What the task requires
Do statements (a), (b), and (c) agree with the excerpt on libertarian morality below? Answer yes or no for each and quote the deciding words. (a) Morality starts with property rights. (b) The Western concept of liberty came out of a secular culture. (c) Someone who builds a chair from a tree they chopped down may set that chair on fire.

Excerpt to read
•••

I don't know what they do.
But if there's a kind of natural, logical conclusion to those.
And does the libertarian movement find itself outside of that or too heterodox?
Will it be forced to go one way or the other?
No, I don't.
One of the things I love about libertarianism and the people who call themselves libertarians is that they really do have a moral foundation.
So, for example...
I believe that things like rape and murder and theft, I think those are morally wrong not because God says they're wrong, which is fine for Christians if that's the route they want to take, but I believe that they're morally wrong because they violate someone's property rights.
I think morality starts with property rights.
It starts with self-ownership.
Not to cut you off, but if that is the ground for it, if property rights are the inviolable moral standard, why?
Why is that?
Well, first of all, it just starts with self-ownership.
So when people talk about property rights, they think about my house or my car.
But really, we're talking about self-ownership and what is derived from that.
So if I own myself, Then clearly I would own the byproduct of my labor.
And if I own the byproduct of my labor, I ought to be able to do what I want to with either the...
So if I chop down a tree and I build a chair out of it, well that chair is now mine.
I've created it with my own hands and the byproduct of my labor.
Therefore, I ought to be able to sell it whoever I want to.
I ought to be able to set it on fire if I want to.
I ought to be able to do anything I want to with my own body and with my own property.
And so if there is another reason beyond just a religious conviction, then I would love to know it.
To me, a religious conviction is just a personal belief in faith, which is fine.
I have no issue with that at all.
I'm just saying from a moral perspective, the reason that these things are immoral is not because God says so, it's because it violates one's property rights.
I'm a little skeptical.
I think both of them are true.
I think it's immoral because it violates property rights, but I think that that's a good measure of morality because God says so.
And the reason I suggest this is that in no culture that did not have metaphysical thought and metaphysical concepts did an idea like libertarianism or liberty evolve.
The Western concept of liberty came out of a Christian culture, a culture that was informed and shaped by Christianity.
And I just wonder, since we're talking about metaphysical things, morality, freedom, justice, fairness, things that aren't tangible.
They're not material.
I didn't create them.
I didn't create a moral code.
I didn't create justice.
Because they're metaphysical and they're beyond what is physical, one must ask the question of what the metaphysical realm looks like.
Why are there ideas?
Why is there a morality?

•••

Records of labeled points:
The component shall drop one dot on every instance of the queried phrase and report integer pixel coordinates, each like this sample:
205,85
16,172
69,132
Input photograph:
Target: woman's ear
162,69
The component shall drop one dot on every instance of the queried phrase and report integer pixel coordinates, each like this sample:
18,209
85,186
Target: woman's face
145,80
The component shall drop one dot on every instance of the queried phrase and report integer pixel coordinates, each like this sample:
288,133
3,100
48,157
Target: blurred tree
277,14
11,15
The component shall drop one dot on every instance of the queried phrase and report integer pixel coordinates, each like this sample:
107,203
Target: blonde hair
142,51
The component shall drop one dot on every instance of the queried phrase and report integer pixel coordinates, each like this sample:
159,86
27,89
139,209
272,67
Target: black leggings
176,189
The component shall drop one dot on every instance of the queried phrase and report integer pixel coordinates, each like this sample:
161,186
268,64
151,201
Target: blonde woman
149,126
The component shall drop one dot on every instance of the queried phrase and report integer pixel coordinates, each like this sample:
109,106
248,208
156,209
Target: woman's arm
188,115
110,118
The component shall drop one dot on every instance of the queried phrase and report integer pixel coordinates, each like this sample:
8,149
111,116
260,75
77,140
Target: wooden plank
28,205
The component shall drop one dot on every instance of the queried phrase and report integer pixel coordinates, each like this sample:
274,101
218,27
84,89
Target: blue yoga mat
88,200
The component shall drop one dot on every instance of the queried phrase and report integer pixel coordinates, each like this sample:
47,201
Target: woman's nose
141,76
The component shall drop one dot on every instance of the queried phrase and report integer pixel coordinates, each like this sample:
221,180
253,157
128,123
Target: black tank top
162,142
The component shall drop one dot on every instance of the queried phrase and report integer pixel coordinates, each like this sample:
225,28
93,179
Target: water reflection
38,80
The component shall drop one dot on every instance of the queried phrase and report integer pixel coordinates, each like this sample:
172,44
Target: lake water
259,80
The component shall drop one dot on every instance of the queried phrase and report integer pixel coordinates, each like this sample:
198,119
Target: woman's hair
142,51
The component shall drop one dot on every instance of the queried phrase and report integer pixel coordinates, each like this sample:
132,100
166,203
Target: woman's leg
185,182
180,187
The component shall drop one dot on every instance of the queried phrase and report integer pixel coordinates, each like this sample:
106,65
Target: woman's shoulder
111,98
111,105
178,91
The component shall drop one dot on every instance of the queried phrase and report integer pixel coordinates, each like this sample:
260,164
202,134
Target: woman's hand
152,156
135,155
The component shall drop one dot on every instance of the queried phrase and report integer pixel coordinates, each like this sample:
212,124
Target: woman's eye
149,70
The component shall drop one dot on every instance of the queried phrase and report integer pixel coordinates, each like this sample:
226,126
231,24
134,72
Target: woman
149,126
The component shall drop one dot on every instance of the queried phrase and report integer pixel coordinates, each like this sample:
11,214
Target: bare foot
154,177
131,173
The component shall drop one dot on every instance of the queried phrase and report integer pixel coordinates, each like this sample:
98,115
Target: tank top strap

•••

Exercise result
(a) Yes: "I think morality starts with property rights."
(b) No: "The Western concept of liberty came out of a Christian culture"
(c) Yes: "I ought to be able to set it on fire if I want to."